start
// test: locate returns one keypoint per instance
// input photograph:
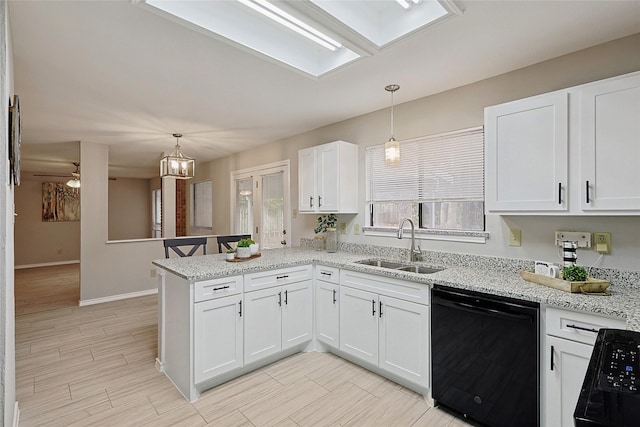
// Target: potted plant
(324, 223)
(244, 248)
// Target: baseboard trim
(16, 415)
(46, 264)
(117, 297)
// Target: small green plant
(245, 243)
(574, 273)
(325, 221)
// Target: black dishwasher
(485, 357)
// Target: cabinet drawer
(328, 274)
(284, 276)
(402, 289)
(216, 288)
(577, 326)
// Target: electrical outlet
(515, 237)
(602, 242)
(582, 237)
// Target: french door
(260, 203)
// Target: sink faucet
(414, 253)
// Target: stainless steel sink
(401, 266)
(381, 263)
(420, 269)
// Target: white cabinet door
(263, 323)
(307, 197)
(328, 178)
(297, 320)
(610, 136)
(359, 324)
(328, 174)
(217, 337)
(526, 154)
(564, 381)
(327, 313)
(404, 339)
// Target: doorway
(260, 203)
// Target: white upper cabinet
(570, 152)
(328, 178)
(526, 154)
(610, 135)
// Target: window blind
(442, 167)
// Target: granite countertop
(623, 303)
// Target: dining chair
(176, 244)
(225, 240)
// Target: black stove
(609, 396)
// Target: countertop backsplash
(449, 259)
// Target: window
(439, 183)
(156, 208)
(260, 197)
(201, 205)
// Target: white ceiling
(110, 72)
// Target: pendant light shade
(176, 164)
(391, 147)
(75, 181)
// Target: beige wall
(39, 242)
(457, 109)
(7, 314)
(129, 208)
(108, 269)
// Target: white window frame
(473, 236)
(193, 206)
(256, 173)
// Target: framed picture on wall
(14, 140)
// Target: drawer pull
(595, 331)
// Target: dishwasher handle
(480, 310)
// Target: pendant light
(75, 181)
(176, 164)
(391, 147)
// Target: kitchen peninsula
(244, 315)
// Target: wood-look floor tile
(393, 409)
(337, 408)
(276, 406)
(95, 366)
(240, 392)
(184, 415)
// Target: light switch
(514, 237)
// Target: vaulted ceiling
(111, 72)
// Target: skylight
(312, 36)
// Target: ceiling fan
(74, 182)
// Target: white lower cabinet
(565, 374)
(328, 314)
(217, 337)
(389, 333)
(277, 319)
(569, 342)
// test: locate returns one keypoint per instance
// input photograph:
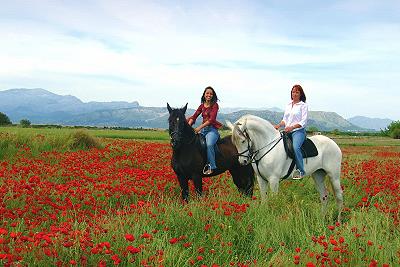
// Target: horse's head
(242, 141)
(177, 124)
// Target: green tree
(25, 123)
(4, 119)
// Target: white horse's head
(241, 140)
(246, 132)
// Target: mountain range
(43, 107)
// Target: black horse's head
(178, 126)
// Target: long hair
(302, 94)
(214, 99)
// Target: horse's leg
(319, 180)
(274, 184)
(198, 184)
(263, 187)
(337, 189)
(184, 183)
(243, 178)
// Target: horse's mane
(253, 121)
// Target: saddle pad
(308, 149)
end
» **What the task requires**
Give every line of the data above as a numbered list, skipping any blank lines and leaving out the pictures.

» **Reply**
1. // test: locate returns one keypoint per instance
2. // input photograph:
3. // Target: potted plant
4. (324, 223)
5. (244, 248)
6. // Target: baseboard trim
7. (16, 415)
8. (46, 264)
9. (117, 297)
10. // Target: small green plant
11. (245, 243)
12. (574, 273)
13. (325, 221)
14. // Target: black dishwasher
15. (485, 357)
16. // Target: cabinet drawer
17. (328, 274)
18. (284, 276)
19. (402, 289)
20. (216, 288)
21. (577, 326)
22. // Target: electrical outlet
23. (515, 237)
24. (602, 242)
25. (582, 237)
26. // Target: french door
27. (260, 203)
28. // Target: sink faucet
29. (414, 253)
30. // Target: stainless steel sink
31. (401, 266)
32. (381, 263)
33. (420, 269)
34. // Target: white cabinet door
35. (263, 323)
36. (307, 197)
37. (328, 178)
38. (297, 320)
39. (610, 136)
40. (359, 324)
41. (328, 174)
42. (217, 337)
43. (526, 154)
44. (564, 381)
45. (327, 313)
46. (404, 339)
47. // Target: doorway
48. (260, 203)
49. // Target: white upper cabinet
50. (570, 152)
51. (328, 178)
52. (526, 154)
53. (610, 135)
54. // Target: window blind
55. (442, 167)
56. // Target: granite countertop
57. (623, 303)
58. // Target: dining chair
59. (176, 244)
60. (225, 240)
61. // Target: black stove
62. (609, 396)
63. // Target: countertop backsplash
64. (449, 259)
65. // Target: window
66. (439, 183)
67. (156, 208)
68. (260, 197)
69. (201, 205)
70. // Target: white ceiling
71. (110, 72)
72. // Target: pendant light shade
73. (176, 164)
74. (391, 147)
75. (75, 181)
76. // Target: beige wall
77. (39, 242)
78. (457, 109)
79. (7, 314)
80. (129, 208)
81. (108, 269)
82. // Target: white window frame
83. (473, 236)
84. (193, 206)
85. (256, 173)
86. // Target: framed picture on wall
87. (14, 140)
88. // Target: drawer pull
89. (595, 331)
90. // Target: dishwasher handle
91. (480, 310)
92. // Target: pendant light
93. (75, 181)
94. (176, 164)
95. (391, 147)
96. // Target: kitchen peninsula
97. (244, 315)
98. // Target: wood-look floor tile
99. (393, 409)
100. (337, 408)
101. (276, 406)
102. (95, 366)
103. (240, 392)
104. (184, 415)
105. // Target: light switch
106. (514, 237)
107. // Target: vaulted ceiling
108. (111, 72)
109. // Target: skylight
110. (312, 36)
111. // Target: ceiling fan
112. (74, 182)
113. // Target: white lower cabinet
114. (565, 374)
115. (328, 314)
116. (217, 337)
117. (389, 333)
118. (277, 319)
119. (569, 342)
120. // test: locate returns one keypoint per instance
121. // input photograph:
122. // Target: horse's head
123. (242, 141)
124. (177, 124)
125. // Target: green tree
126. (25, 123)
127. (4, 119)
128. // Target: white horse's head
129. (241, 140)
130. (246, 132)
131. // Target: mountain range
132. (43, 107)
133. // Target: black horse's head
134. (178, 126)
135. // Target: long hair
136. (302, 94)
137. (214, 99)
138. // Target: horse's leg
139. (319, 180)
140. (274, 184)
141. (198, 184)
142. (263, 187)
143. (337, 189)
144. (184, 183)
145. (243, 178)
146. // Target: horse's mane
147. (253, 121)
148. // Target: saddle pad
149. (308, 149)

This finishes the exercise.